(Dataset excerpts on object pointing)
::::::

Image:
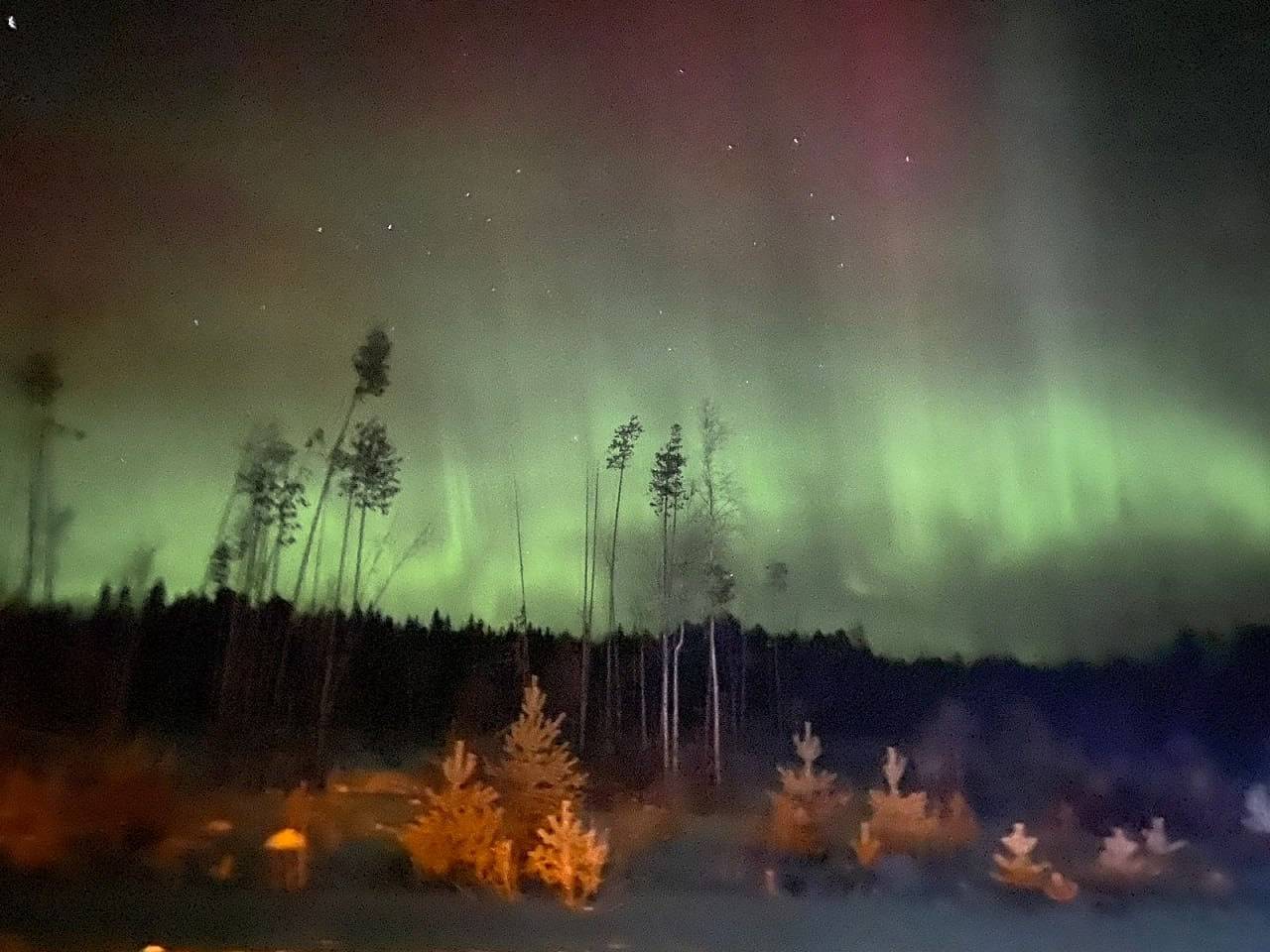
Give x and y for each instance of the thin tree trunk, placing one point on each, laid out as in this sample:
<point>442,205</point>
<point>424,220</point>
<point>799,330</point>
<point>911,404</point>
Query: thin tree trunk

::::::

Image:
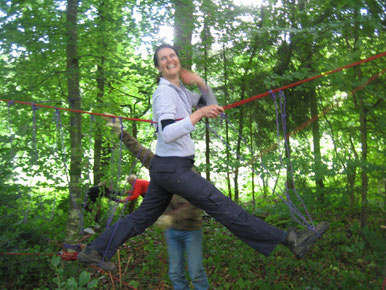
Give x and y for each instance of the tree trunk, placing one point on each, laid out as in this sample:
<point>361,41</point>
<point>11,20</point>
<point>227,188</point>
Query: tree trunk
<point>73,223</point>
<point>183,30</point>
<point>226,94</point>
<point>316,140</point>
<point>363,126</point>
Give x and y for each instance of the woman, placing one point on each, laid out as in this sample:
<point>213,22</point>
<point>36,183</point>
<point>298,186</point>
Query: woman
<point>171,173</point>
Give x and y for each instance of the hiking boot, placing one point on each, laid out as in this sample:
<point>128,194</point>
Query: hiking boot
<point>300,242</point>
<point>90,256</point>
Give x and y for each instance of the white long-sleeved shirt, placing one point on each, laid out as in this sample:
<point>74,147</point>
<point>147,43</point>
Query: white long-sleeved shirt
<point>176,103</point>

::::::

Copy the lines of the records word for word, from the line with "Give x and y for each instance of the white" up to and including the line with "<point>176,103</point>".

**Response to this exercise**
Give x and y for each instance of the white long-sleeved shirt, placing one point on each, laid out as in this sample:
<point>74,147</point>
<point>147,43</point>
Query: white long-sleeved shirt
<point>176,103</point>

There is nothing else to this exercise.